=== Begin Enclosure ===

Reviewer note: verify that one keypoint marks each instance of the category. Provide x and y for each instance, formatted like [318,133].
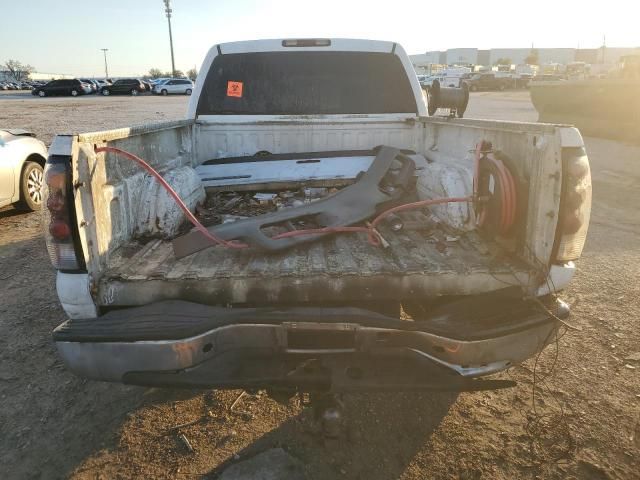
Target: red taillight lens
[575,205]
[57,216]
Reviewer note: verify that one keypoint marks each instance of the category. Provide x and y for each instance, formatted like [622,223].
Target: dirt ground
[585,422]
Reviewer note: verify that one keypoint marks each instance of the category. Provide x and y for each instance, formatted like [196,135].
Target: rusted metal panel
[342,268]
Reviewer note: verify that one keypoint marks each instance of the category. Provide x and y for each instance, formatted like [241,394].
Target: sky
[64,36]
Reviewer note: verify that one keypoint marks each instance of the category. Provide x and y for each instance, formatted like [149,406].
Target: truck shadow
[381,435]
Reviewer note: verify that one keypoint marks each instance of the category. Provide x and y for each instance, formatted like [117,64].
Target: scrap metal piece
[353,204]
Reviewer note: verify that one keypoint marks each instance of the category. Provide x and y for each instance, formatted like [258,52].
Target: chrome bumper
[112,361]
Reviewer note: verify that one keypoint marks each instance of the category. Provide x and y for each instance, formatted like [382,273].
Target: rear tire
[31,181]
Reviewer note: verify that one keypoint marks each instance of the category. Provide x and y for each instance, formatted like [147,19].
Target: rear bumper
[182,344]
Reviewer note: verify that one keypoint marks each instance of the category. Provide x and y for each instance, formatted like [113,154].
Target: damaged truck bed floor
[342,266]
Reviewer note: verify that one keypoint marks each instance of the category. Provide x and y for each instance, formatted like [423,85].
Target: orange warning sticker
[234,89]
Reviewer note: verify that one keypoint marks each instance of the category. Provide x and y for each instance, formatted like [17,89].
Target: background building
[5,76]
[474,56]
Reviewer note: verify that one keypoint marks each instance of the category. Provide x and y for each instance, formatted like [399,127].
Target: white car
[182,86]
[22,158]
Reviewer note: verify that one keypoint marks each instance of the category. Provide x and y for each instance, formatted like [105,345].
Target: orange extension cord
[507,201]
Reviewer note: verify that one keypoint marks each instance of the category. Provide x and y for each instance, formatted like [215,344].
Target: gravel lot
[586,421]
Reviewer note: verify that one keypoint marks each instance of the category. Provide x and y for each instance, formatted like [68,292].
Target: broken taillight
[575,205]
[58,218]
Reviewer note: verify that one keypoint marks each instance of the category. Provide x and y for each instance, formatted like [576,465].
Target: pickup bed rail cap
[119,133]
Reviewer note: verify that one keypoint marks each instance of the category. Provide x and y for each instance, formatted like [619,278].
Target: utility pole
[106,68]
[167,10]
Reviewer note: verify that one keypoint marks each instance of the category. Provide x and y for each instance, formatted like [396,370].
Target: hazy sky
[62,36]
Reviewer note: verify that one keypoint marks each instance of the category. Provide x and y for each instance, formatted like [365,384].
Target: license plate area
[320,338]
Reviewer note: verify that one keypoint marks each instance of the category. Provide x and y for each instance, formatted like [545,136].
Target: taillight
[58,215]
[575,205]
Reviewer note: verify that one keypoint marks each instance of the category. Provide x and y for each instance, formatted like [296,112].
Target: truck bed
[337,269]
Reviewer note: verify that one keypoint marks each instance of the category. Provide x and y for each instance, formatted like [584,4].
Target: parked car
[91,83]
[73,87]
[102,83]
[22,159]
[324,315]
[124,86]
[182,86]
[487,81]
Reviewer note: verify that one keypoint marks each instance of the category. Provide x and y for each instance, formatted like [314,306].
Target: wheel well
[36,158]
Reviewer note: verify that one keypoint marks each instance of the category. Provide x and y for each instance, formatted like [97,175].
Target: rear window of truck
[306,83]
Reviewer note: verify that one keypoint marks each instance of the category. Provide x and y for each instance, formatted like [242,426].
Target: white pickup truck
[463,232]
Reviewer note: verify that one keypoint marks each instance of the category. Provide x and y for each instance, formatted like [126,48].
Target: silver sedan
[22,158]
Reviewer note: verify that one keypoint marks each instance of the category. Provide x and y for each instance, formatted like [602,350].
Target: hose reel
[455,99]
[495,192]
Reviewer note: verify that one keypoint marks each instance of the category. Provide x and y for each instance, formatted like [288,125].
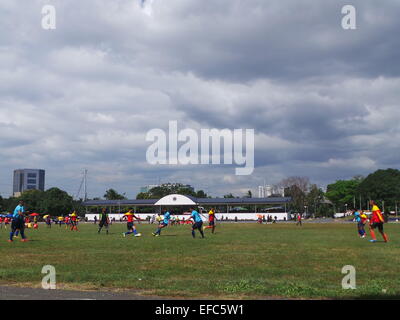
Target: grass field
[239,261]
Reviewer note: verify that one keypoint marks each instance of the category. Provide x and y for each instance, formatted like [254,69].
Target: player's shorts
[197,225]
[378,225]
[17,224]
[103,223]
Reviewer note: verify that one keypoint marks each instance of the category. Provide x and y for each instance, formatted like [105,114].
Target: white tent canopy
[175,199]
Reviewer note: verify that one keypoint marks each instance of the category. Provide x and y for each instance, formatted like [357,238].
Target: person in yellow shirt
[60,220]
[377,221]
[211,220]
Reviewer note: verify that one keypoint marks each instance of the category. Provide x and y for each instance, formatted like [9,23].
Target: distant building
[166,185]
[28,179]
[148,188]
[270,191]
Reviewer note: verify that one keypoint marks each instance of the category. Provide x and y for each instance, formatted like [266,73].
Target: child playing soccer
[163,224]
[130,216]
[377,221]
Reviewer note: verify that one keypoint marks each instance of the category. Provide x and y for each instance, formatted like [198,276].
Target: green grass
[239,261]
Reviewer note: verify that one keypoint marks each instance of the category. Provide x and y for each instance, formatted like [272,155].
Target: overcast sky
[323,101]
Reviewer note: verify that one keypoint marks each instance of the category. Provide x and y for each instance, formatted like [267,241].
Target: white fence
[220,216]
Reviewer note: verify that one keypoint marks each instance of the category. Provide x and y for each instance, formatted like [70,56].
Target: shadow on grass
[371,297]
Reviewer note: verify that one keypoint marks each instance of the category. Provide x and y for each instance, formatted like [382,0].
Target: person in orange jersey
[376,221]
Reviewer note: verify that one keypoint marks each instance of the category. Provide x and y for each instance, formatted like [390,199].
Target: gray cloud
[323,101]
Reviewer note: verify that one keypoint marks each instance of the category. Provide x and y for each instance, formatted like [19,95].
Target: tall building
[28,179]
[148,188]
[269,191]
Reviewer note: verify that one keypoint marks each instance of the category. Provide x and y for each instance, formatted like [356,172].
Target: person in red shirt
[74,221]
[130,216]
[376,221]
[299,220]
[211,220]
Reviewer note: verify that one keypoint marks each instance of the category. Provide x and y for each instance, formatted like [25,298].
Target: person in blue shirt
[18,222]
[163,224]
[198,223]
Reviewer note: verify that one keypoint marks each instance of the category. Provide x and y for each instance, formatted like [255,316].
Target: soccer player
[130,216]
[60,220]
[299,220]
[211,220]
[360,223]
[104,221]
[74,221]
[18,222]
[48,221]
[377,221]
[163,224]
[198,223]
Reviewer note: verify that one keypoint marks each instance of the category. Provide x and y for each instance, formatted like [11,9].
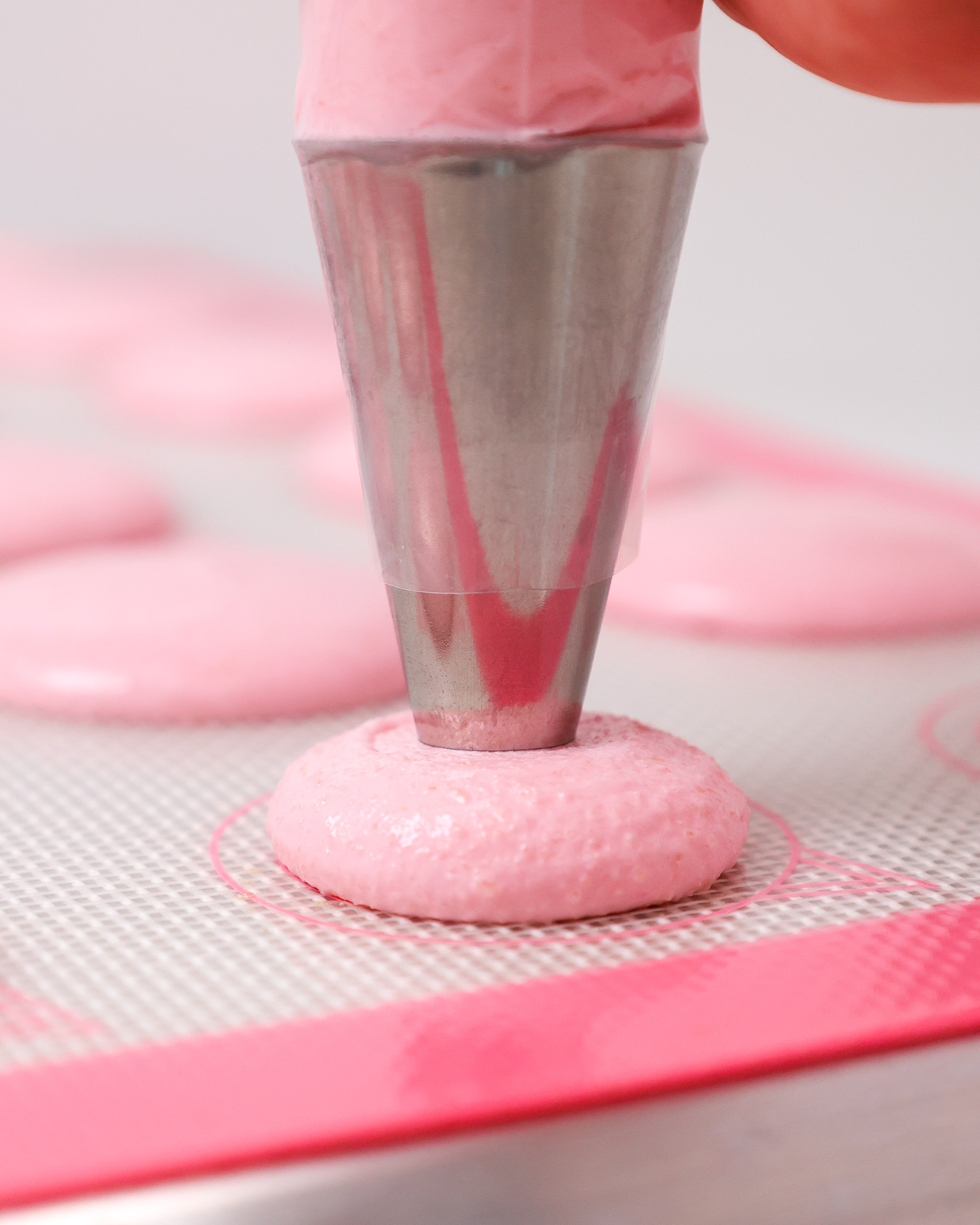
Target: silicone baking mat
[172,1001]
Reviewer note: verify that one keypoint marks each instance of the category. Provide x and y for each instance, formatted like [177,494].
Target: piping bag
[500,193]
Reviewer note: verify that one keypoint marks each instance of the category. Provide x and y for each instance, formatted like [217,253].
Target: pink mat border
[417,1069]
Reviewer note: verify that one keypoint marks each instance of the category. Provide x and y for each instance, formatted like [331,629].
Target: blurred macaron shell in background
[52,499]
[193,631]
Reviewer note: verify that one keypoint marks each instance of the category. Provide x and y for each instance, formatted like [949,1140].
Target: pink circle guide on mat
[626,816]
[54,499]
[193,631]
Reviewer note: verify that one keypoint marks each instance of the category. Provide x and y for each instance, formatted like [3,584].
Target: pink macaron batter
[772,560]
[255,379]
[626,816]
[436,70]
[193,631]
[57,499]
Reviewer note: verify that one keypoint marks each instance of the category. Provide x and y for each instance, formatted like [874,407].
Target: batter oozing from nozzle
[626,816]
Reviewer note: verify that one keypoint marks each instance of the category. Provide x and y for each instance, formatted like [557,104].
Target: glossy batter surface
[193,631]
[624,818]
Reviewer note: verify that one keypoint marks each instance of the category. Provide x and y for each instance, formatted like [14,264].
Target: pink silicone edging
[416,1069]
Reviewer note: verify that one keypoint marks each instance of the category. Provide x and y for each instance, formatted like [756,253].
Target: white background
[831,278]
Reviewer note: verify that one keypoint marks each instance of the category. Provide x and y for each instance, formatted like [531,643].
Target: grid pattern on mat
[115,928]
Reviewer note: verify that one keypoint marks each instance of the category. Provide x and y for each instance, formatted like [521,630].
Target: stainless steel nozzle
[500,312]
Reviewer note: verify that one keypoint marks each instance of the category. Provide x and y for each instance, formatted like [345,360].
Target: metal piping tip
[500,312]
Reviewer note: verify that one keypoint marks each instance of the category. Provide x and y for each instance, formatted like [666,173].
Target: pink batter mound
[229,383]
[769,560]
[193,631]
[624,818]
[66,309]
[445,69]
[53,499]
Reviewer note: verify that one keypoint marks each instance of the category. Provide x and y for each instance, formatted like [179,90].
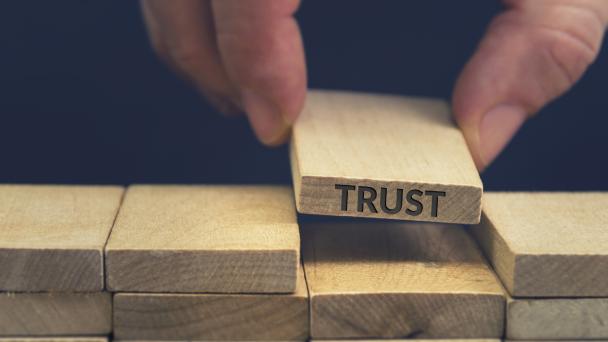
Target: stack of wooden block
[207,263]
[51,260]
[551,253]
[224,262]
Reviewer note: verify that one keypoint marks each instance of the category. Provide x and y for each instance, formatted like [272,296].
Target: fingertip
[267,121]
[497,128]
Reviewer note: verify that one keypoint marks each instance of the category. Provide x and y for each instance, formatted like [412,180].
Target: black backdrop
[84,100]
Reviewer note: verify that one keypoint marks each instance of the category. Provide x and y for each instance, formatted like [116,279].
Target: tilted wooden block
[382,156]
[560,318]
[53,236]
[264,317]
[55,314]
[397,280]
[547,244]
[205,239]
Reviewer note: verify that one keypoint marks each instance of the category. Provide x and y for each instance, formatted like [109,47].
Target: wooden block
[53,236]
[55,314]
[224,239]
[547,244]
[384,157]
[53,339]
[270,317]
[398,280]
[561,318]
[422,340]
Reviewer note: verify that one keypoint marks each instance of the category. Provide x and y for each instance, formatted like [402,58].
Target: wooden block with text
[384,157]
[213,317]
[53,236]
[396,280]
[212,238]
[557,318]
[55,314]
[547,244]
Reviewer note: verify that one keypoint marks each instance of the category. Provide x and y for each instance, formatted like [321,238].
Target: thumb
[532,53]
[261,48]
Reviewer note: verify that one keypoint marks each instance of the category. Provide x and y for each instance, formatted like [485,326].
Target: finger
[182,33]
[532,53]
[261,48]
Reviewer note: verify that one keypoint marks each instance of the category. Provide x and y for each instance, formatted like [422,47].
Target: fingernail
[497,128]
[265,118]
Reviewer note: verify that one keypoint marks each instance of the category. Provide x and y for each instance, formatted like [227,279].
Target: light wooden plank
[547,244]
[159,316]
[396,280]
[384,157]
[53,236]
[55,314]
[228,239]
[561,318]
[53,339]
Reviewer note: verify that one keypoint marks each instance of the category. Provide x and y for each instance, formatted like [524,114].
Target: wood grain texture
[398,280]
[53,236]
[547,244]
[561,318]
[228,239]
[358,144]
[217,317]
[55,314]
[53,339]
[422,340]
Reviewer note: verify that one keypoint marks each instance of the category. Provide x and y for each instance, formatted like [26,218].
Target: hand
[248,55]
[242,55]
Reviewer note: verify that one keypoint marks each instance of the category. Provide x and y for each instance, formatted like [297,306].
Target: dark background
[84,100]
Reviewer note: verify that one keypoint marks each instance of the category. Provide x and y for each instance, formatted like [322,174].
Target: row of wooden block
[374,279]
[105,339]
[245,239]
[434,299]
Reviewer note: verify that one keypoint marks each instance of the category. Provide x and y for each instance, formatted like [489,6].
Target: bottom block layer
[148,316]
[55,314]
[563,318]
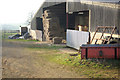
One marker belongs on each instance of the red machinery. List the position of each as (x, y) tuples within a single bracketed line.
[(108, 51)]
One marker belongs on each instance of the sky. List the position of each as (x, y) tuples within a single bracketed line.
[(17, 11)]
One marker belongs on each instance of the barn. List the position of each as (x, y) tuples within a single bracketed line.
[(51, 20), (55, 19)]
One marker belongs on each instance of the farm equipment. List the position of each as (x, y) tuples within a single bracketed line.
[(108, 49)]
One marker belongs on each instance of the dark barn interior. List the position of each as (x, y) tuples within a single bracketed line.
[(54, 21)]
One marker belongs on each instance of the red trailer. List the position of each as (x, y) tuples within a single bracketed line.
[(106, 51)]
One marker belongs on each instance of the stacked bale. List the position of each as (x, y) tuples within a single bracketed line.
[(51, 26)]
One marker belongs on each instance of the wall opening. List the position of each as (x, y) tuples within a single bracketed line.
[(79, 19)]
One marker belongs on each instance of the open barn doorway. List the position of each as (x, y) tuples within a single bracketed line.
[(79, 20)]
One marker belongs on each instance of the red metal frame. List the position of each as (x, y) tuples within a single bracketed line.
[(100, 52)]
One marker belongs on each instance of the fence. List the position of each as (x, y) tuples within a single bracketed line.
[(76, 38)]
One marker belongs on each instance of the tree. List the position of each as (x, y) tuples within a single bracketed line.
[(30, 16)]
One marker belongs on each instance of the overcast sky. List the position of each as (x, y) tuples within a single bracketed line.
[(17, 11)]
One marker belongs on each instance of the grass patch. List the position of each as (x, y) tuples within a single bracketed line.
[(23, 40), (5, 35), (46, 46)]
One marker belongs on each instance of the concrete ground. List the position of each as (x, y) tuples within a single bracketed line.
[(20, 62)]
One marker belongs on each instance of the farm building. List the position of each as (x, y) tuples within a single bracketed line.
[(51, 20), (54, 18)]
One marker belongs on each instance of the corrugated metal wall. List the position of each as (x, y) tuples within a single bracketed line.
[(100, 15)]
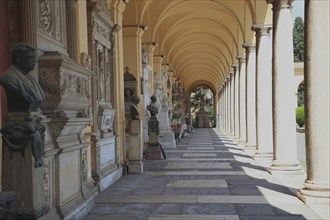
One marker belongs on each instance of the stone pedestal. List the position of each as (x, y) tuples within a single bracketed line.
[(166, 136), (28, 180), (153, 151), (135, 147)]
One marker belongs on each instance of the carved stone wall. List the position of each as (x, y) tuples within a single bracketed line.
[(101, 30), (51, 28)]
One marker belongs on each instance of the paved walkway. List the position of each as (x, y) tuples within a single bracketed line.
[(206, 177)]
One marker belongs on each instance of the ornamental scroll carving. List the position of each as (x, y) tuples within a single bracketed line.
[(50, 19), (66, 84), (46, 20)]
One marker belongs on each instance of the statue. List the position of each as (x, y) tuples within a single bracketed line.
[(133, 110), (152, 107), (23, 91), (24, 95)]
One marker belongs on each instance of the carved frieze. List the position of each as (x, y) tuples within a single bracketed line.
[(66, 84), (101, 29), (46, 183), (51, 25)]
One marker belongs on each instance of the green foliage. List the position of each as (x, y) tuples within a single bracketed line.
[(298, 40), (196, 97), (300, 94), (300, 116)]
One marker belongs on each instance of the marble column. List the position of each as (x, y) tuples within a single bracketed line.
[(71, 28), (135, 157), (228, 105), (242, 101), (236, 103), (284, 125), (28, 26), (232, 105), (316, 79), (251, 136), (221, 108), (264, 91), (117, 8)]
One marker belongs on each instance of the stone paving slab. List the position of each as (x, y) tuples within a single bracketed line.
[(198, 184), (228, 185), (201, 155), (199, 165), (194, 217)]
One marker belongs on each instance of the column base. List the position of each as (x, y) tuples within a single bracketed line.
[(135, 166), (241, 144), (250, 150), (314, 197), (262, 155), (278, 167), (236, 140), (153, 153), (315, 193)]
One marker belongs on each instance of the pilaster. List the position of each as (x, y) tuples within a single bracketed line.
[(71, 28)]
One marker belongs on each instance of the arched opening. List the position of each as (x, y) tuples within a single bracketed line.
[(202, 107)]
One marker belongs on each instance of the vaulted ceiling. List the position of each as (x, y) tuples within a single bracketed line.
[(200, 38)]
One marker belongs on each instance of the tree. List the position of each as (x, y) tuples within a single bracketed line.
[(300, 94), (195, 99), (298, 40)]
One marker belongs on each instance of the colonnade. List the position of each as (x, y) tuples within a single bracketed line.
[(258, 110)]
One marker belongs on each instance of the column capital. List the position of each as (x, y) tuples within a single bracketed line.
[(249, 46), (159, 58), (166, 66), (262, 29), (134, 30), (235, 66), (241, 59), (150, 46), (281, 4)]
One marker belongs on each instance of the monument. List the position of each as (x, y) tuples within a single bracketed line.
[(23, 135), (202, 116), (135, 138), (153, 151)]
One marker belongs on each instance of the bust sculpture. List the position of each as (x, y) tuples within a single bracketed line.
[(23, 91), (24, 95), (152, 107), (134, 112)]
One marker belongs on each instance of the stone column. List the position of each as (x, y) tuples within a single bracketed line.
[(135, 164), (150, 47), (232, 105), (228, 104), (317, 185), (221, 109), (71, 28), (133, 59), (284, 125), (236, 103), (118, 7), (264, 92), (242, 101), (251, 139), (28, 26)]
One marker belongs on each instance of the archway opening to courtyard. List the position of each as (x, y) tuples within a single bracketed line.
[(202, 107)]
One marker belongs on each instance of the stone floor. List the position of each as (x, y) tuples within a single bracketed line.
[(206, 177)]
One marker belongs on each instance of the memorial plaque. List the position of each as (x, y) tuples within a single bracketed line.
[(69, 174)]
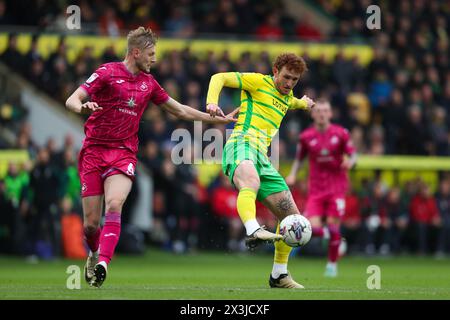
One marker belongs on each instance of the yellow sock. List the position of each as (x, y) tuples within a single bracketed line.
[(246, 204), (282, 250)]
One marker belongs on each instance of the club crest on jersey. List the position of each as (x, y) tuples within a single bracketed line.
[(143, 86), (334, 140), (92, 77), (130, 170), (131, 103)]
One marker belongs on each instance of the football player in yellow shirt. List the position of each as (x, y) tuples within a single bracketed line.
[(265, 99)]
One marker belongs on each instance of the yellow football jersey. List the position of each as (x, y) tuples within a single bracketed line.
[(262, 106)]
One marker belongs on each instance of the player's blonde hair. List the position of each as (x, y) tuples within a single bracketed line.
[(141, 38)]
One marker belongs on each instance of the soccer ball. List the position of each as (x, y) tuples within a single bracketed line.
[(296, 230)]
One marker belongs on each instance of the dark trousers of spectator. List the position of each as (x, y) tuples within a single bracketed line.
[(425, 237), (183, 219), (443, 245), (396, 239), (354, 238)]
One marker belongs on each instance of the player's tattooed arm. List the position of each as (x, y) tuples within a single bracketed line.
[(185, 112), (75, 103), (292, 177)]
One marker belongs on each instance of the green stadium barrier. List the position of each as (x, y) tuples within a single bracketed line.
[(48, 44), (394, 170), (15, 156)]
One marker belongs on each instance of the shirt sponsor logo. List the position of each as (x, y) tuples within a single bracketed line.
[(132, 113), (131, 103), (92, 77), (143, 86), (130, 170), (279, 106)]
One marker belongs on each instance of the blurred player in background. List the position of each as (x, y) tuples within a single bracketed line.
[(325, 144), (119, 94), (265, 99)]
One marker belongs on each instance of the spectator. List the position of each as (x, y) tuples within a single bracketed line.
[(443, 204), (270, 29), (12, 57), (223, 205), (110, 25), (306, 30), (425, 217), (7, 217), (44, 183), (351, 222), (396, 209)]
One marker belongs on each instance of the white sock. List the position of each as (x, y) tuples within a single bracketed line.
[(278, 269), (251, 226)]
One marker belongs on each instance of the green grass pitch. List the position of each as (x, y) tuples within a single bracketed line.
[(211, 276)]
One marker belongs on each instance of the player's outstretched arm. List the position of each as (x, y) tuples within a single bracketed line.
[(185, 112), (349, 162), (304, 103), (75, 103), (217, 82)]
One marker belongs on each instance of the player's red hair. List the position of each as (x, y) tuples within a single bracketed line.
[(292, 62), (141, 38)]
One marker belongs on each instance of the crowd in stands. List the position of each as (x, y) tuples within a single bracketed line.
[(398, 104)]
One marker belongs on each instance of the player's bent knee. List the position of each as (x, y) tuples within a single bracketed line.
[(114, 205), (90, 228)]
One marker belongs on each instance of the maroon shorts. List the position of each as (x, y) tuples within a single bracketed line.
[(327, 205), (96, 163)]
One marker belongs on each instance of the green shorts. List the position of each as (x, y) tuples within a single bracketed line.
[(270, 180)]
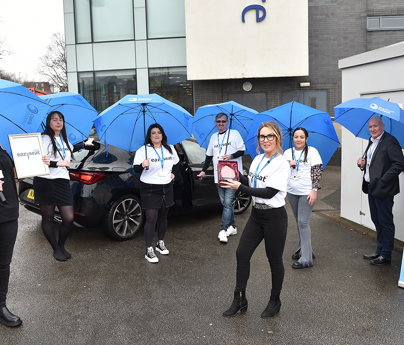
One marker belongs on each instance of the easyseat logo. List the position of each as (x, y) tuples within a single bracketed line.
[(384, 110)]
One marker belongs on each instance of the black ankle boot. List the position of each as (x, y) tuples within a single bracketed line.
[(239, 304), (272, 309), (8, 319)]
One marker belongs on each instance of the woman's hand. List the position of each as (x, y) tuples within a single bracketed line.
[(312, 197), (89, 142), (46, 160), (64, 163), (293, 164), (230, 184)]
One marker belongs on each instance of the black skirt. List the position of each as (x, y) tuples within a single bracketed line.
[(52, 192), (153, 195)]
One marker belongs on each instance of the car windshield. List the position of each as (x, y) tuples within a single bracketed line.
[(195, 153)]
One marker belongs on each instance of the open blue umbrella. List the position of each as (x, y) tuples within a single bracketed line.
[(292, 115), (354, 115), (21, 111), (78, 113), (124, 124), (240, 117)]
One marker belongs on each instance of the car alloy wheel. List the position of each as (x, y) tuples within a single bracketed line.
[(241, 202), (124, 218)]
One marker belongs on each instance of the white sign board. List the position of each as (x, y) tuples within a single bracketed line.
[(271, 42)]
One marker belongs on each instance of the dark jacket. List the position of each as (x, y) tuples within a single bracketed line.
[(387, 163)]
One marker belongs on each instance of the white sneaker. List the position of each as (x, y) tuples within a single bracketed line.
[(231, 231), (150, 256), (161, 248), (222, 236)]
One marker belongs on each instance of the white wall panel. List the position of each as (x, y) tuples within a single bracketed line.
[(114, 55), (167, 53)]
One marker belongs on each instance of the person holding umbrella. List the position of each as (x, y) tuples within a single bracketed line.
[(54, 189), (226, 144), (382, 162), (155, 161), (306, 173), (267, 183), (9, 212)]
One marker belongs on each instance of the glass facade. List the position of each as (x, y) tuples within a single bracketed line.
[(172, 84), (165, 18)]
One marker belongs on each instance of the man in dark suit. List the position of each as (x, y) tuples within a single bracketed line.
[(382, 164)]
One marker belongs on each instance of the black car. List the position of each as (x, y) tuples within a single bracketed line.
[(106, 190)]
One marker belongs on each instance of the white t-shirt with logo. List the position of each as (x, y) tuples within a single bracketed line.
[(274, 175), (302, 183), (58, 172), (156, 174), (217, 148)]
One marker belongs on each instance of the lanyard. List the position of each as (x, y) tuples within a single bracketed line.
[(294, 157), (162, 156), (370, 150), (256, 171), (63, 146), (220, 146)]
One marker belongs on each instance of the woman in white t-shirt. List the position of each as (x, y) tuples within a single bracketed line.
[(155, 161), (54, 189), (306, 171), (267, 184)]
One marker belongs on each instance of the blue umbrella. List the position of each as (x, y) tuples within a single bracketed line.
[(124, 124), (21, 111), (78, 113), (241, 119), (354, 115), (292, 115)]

=== End Enclosure ===

» EXERCISE INSTRUCTIONS
Within the material above, extract exactly the lines that start at the line containing "formatted like [266,73]." and stop after the line containing "formatted like [198,276].", and only those.

» OUTPUT OF THE EXERCISE
Reviewer note: verify that one keypoint marks each instance of the category. Provide x and y for each instance, formatted like [266,73].
Target: child playing soccer
[163,224]
[130,216]
[377,221]
Reviewer note: verify that one keypoint marks each instance of the category. Provide x and y for each instance, formatted like [198,276].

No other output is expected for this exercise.